• **ACTIVITY**:
Look for "For every instance of the wooden nightstand" in the records below, then copy that line and every line after it, exactly and with nothing added.

• **PROVIDED RECORDS**:
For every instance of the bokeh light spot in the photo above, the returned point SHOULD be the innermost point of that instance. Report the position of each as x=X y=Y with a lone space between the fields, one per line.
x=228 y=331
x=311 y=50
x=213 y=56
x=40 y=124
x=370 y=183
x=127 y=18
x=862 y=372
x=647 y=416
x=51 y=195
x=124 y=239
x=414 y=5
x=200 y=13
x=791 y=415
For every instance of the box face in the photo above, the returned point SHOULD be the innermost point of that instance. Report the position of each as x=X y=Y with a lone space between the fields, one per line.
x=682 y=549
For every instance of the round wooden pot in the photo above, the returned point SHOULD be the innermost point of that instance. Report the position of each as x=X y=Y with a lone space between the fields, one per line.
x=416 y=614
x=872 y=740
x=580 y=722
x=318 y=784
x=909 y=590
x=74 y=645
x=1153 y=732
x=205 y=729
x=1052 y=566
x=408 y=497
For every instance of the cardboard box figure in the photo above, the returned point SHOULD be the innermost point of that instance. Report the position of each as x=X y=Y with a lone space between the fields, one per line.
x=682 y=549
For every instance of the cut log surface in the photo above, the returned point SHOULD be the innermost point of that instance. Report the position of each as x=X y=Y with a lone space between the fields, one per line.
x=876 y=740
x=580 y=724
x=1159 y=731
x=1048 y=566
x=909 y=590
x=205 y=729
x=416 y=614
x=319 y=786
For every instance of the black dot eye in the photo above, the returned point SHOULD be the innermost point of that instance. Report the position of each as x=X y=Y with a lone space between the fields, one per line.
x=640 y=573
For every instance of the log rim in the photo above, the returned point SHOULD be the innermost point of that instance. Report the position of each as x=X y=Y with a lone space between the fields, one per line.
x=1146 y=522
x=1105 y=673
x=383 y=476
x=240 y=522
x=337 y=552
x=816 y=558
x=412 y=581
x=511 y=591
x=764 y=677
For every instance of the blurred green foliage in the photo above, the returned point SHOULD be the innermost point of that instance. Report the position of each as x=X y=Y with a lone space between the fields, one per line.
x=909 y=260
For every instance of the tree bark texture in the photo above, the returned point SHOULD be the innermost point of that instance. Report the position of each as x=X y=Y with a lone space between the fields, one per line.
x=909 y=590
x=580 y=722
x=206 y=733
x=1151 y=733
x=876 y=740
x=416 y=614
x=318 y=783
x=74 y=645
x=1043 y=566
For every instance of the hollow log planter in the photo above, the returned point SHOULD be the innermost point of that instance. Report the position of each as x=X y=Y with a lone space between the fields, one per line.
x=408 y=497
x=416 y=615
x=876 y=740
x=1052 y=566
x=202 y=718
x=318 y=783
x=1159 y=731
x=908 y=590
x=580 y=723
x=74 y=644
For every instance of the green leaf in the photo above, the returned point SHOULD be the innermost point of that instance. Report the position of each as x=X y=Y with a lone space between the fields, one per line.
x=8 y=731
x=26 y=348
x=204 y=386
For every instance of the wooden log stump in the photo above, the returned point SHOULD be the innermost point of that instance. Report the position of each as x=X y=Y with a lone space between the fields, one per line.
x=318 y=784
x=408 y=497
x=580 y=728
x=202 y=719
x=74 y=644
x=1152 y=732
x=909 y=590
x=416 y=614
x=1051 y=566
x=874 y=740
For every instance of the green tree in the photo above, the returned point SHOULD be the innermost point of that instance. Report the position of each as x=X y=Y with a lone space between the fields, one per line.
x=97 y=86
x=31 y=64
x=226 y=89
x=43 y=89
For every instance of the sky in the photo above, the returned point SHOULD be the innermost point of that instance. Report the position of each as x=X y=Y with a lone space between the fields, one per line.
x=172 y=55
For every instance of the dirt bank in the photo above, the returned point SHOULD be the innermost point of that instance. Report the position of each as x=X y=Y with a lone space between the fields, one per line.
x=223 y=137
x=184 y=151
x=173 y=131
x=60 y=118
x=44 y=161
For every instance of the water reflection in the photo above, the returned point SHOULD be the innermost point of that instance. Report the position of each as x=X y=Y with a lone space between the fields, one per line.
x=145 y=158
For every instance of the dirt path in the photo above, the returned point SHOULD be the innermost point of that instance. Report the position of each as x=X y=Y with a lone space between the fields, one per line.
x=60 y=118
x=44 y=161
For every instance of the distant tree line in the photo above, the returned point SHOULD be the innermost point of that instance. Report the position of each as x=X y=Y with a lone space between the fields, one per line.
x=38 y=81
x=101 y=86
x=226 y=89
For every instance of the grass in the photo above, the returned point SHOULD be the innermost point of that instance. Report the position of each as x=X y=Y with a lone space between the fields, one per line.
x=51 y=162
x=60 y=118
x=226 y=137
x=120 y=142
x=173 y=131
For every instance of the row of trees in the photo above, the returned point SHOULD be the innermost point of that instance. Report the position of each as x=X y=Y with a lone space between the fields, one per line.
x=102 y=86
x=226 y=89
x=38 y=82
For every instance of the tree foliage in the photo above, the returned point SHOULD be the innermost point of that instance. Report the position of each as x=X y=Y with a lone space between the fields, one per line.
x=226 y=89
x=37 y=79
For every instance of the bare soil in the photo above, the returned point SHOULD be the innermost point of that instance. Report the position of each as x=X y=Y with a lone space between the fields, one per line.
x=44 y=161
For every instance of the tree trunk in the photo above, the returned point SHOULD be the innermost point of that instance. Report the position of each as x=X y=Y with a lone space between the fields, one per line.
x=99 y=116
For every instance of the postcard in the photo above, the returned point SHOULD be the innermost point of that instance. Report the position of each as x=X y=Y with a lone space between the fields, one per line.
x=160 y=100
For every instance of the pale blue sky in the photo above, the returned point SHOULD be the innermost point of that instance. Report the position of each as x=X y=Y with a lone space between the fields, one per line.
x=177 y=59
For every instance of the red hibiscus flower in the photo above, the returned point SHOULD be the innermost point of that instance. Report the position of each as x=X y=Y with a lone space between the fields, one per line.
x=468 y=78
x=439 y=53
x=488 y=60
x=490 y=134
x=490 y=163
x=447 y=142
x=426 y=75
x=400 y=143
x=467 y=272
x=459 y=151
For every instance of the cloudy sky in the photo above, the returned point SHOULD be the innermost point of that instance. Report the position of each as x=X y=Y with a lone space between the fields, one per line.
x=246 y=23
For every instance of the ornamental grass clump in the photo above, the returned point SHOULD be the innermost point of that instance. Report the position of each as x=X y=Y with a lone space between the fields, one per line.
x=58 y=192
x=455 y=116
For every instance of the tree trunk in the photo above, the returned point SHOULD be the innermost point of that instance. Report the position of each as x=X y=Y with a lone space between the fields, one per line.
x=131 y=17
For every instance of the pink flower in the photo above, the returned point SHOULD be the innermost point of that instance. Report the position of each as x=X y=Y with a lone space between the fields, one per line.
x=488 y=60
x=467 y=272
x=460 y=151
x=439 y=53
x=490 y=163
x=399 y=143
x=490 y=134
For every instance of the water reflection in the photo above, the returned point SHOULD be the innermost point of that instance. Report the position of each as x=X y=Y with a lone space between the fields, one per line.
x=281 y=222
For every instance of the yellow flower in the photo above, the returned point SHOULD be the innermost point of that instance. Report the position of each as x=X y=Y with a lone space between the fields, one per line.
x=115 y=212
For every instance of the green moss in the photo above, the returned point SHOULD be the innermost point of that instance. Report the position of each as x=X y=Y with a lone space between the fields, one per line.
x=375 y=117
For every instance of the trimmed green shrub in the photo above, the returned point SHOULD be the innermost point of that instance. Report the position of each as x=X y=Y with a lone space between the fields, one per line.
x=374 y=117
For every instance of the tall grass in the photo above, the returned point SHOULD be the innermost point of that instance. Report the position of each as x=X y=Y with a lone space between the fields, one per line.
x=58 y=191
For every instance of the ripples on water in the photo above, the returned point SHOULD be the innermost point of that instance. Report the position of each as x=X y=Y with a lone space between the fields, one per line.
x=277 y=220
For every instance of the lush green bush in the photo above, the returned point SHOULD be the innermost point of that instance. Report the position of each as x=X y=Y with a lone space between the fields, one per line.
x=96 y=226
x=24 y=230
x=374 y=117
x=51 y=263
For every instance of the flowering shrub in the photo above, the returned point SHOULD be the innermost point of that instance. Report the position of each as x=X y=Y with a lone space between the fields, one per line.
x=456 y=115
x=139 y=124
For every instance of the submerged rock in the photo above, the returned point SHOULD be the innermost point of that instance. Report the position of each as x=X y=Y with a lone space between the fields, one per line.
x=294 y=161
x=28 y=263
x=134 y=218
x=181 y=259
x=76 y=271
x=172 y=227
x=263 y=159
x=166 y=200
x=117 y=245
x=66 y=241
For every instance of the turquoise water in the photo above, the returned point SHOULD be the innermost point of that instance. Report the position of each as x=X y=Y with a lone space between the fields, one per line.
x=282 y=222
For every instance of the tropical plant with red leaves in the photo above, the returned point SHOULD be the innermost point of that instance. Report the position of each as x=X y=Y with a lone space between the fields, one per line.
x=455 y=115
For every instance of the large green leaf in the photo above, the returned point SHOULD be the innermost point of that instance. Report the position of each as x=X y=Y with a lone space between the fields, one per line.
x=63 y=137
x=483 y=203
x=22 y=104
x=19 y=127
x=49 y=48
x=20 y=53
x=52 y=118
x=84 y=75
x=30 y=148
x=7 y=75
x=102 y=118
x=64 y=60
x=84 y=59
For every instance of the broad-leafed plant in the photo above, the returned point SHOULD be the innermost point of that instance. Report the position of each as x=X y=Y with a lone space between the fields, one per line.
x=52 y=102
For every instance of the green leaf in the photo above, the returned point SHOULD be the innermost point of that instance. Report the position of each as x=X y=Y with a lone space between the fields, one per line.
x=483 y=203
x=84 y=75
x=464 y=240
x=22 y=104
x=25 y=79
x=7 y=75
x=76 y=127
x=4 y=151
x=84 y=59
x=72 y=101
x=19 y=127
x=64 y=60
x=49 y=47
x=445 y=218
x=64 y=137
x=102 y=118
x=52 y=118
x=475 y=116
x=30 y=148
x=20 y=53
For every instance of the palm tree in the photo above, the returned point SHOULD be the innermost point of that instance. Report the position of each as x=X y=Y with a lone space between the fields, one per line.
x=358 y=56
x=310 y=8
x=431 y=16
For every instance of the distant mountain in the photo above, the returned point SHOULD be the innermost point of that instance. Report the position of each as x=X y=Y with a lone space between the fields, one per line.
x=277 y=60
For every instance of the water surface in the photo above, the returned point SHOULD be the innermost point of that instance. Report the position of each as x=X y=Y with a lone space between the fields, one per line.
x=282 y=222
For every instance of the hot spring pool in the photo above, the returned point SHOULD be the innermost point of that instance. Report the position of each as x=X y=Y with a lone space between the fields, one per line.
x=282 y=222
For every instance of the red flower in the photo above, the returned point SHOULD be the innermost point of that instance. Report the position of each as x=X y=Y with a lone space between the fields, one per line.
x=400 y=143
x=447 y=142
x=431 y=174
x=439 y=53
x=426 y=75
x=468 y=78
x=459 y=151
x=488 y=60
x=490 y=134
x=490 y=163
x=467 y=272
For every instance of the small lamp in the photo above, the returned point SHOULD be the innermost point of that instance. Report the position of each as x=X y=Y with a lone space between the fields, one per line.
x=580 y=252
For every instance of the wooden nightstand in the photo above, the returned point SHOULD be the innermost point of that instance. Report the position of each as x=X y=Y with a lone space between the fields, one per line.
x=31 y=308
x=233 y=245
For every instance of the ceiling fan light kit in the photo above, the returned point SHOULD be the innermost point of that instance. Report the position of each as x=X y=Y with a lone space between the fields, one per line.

• **YOUR RESPONSE**:
For every instance of the wooden nightstand in the photo above, the returned point SHOULD be the innermost point of that instance. Report the position of each as x=X y=Y with a lone space between the fields, one per line.
x=31 y=308
x=233 y=245
For every instance of the ceiling fan light kit in the photo above, the returned point SHOULD be the innermost point of that instance. Report the position of each as x=X y=Y with a lone space between the fields, one per line.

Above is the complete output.